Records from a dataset
++++++
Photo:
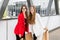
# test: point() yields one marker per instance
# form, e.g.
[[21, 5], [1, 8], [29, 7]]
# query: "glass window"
[[13, 8], [59, 6], [47, 7]]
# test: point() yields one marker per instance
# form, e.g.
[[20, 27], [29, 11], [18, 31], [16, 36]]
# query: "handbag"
[[28, 36]]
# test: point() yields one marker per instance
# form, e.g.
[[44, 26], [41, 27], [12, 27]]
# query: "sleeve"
[[20, 24]]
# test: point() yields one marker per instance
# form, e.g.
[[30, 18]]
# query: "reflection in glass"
[[59, 6], [47, 7], [13, 8]]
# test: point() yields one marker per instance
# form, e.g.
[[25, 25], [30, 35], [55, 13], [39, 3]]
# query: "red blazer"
[[20, 27]]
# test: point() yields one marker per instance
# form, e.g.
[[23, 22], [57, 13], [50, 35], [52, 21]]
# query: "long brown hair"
[[32, 17], [26, 13]]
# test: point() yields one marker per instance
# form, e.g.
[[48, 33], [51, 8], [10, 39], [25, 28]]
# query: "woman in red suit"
[[22, 24]]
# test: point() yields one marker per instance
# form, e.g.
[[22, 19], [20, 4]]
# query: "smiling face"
[[31, 9]]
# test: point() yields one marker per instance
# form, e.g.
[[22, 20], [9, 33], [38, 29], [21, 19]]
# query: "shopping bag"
[[28, 36], [46, 35]]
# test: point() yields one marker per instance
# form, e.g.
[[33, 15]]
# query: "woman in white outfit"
[[34, 24]]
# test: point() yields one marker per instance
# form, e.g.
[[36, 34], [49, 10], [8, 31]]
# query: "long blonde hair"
[[32, 17]]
++++++
■ TASK DESCRIPTION ■
Type out each line of the records above exactly, skipping any pictures.

■ WRITTEN RESPONSE ■
Photo:
# test: point() yields one marker per instance
# form, e.g.
[[21, 5], [1, 8], [29, 7]]
# query: "glass window"
[[13, 8], [59, 6], [47, 7]]
# test: point() yields one marker per instance
# form, e.g.
[[20, 27], [29, 11], [18, 31], [16, 36]]
# query: "handbag"
[[28, 36]]
# test: point() yields one marker per instance
# form, e.g.
[[44, 26], [41, 27], [12, 27]]
# query: "sleeve"
[[20, 24]]
# test: point() yields one marker per instance
# form, e.g.
[[30, 18]]
# query: "reflection in glass"
[[59, 6], [47, 7], [13, 8]]
# test: point() yields one marker per instance
# form, e.g.
[[25, 25], [30, 35], [55, 13], [39, 3]]
# query: "red blazer"
[[20, 27]]
# test: point() yields one marker per instance
# form, e.g.
[[23, 22], [57, 13], [50, 35], [52, 21]]
# query: "long brown hair"
[[32, 17], [26, 13]]
# test: point() yields one marker per instance
# form, e.g.
[[48, 33], [51, 8], [10, 39], [25, 28]]
# query: "woman in red suit"
[[22, 24]]
# test: point() yields one marker per instance
# form, e.g.
[[22, 19], [20, 4]]
# query: "smiling face"
[[31, 9]]
# test: point() yields one marker per instance
# form, e.g.
[[22, 20], [9, 33], [38, 29], [21, 19]]
# query: "shopping bag"
[[28, 36], [46, 35]]
# test: point() yields one marker per instance
# form, e.g.
[[33, 15]]
# query: "woman in white outfit"
[[34, 24]]
# test: point() yields one marker per instance
# form, e.g.
[[36, 34], [49, 10], [8, 31]]
# query: "long blonde hair"
[[32, 17]]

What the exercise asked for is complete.